** Document section follows **

Teacher: Wo is me! I get paid nothing to do a very difficult job. Such is life. I will gladly bear this burden for the future of mankind. (Okay, that's a bit thick...)
Random Person: At least you get summers off!
If you teach, you've heard this exchange more than once. If you don't teach, you've still heard it. In fact, you've probably been Random Person.
I am going to anger many members of my profession here, but I am officially voicing my distaste for such a long break. I know, I know... I'm a traitor. But for me, this isn't good. I don't know what to do with myself. I go nuts. Literally.
This may come as a shock to some, but I don't trust myself alone with my thoughts. I have not always carried the most optimistic of outlooks. In truth, sometimes I am prone to find corners of my brain that should remain locked. I'll leave you to imagine the details of what that means. Too much detail defies logic.
I am planning some for next year. I have relaxed. I am anxious. I'm ready to go back. Not prepared... just ready.

** End of Document section **
** Supplied material follows **

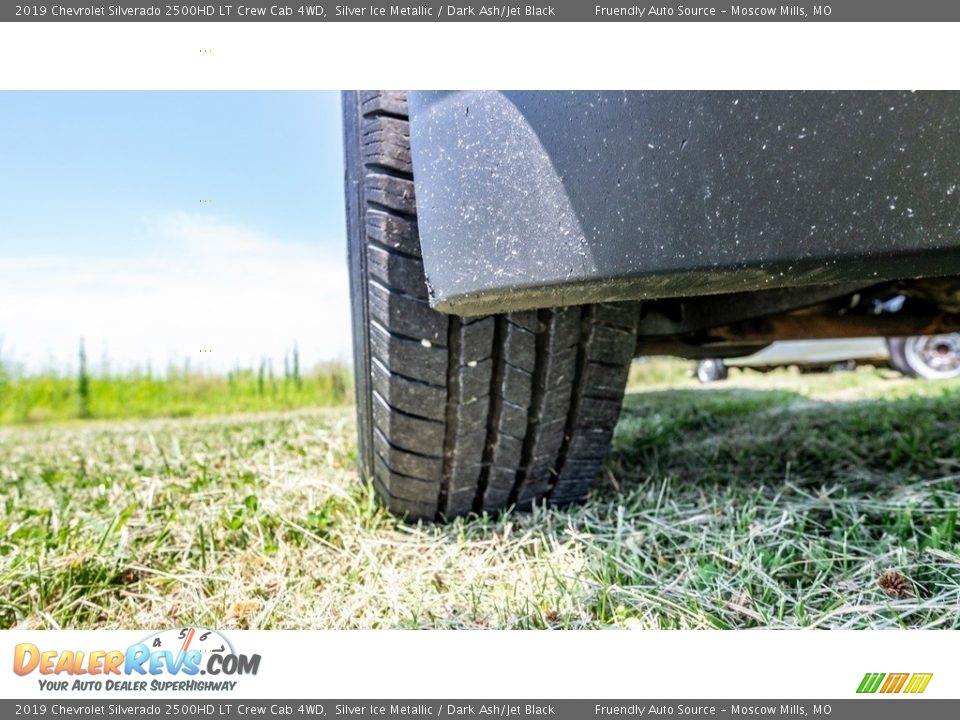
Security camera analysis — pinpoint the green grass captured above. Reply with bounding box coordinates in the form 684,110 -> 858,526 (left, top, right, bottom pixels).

** End of Supplied material **

§ **Questions on the material**
1. From the post about summer break, write out the passage from "If you teach, you've" up to and including "go nuts. Literally.".
2. How would you sum up the post about summer break in two sentences?

§ **Per-task answers**
1.
If you teach, you've heard this exchange more than once. If you don't teach, you've still heard it. In fact, you've probably been Random Person.
I am going to anger many members of my profession here, but I am officially voicing my distaste for such a long break. I know, I know... I'm a traitor. But for me, this isn't good. I don't know what to do with myself. I go nuts. Literally.

2. The writer, a teacher who hears the familiar reply "At least you get summers off!", admits to disliking such a long break and to not trusting themself alone with their thoughts. Having relaxed and now feeling anxious, the writer is ready, though not prepared, to go back.